• _TASK STATEMENT_:
Can you render every line of the records below as a JSON list of strings, one string per line, with blank lines and the pictures left out?
□ □ □ □ □ □ □
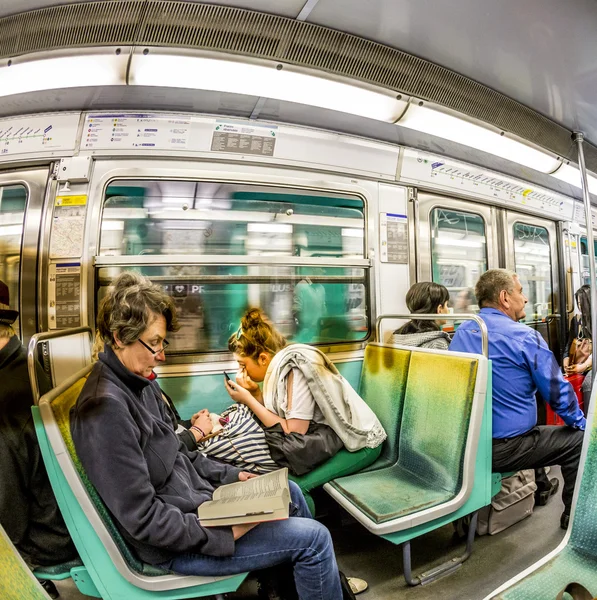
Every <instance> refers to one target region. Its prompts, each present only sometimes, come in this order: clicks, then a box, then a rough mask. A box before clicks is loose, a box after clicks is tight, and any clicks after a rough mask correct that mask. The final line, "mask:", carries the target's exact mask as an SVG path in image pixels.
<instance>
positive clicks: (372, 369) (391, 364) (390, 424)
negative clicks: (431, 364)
mask: <svg viewBox="0 0 597 600" xmlns="http://www.w3.org/2000/svg"><path fill="white" fill-rule="evenodd" d="M410 358H411V352H410V350H402V349H399V348H392V347H387V346H375V345H372V344H369V345H368V346H367V348H366V349H365V358H364V360H363V372H362V374H361V385H360V388H359V395H360V396H361V398H363V400H365V402H366V403H367V404H368V405H369V407H370V408H371V410H373V412H374V413H375V414H376V415H377V418H378V419H379V420H380V422H381V424H382V426H383V428H384V429H385V431H386V434H387V436H388V437H387V439H386V441H385V442H384V443H383V446H382V450H381V456H380V458H379V460H378V461H376V462H375V464H374V465H373V467H372V468H375V469H381V468H383V467H386V466H389V465H393V464H395V463H396V461H397V459H398V439H399V436H400V423H401V421H402V409H403V406H404V397H405V392H406V381H407V376H408V370H409V363H410Z"/></svg>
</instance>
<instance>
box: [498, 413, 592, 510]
mask: <svg viewBox="0 0 597 600" xmlns="http://www.w3.org/2000/svg"><path fill="white" fill-rule="evenodd" d="M583 434H584V431H578V430H576V429H572V428H571V427H553V426H546V425H540V426H538V427H533V429H531V430H530V431H527V432H526V433H523V434H522V435H519V436H516V437H513V438H506V439H494V440H493V461H492V465H493V470H494V471H498V472H499V471H520V470H522V469H537V468H539V467H549V466H552V465H560V467H561V469H562V476H563V477H564V489H563V491H562V500H563V501H564V512H565V513H566V514H568V515H569V514H570V508H571V505H572V496H573V494H574V484H575V483H576V474H577V472H578V462H579V460H580V451H581V448H582V439H583Z"/></svg>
□ □ □ □ □ □ □
• _TASK OUTPUT_:
[
  "Every <instance> refers to one target region. Its prompts, each present only sometimes, come in this order: clicks, then a box, then a rough mask. A box before clicks is loose, a box after clicks is tight, and any clicks after a rough mask correct that mask. The final line, \"mask:\", carries the target's exact mask as an SVG path in image pixels.",
  "<instance>",
  "positive clicks: (372, 369) (391, 364) (390, 424)",
  "negative clicks: (431, 364)",
  "mask: <svg viewBox=\"0 0 597 600\" xmlns=\"http://www.w3.org/2000/svg\"><path fill=\"white\" fill-rule=\"evenodd\" d=\"M410 358H411V352H410V350H402V349H399V348H392V347H387V346H375V345H372V344H369V345H368V346H367V348H366V349H365V358H364V360H363V372H362V374H361V385H360V388H359V395H360V396H361V398H363V400H365V402H366V403H367V404H368V405H369V407H370V408H371V410H373V412H374V413H375V414H376V415H377V418H378V419H379V420H380V422H381V424H382V426H383V428H384V429H385V431H386V434H387V436H388V437H387V439H386V441H385V442H384V443H383V446H382V450H381V456H380V458H379V460H378V461H376V462H375V464H374V465H373V467H372V468H375V469H381V468H383V467H386V466H389V465H393V464H395V463H396V461H397V459H398V439H399V436H400V423H401V421H402V409H403V406H404V397H405V392H406V381H407V376H408V370H409V363H410Z\"/></svg>",
  "</instance>",
  "<instance>",
  "box: [498, 413, 592, 510]",
  "mask: <svg viewBox=\"0 0 597 600\" xmlns=\"http://www.w3.org/2000/svg\"><path fill=\"white\" fill-rule=\"evenodd\" d=\"M583 434H584V431H578V430H576V429H572V428H571V427H553V426H546V425H540V426H538V427H533V429H531V430H530V431H527V432H526V433H523V434H522V435H519V436H516V437H513V438H506V439H494V440H493V461H492V465H493V470H494V471H498V472H499V471H520V470H522V469H537V468H539V467H549V466H552V465H560V467H561V469H562V476H563V477H564V489H563V491H562V500H563V501H564V512H565V513H566V514H568V515H569V514H570V508H571V505H572V496H573V494H574V484H575V483H576V474H577V472H578V462H579V460H580V451H581V448H582V439H583Z\"/></svg>"
]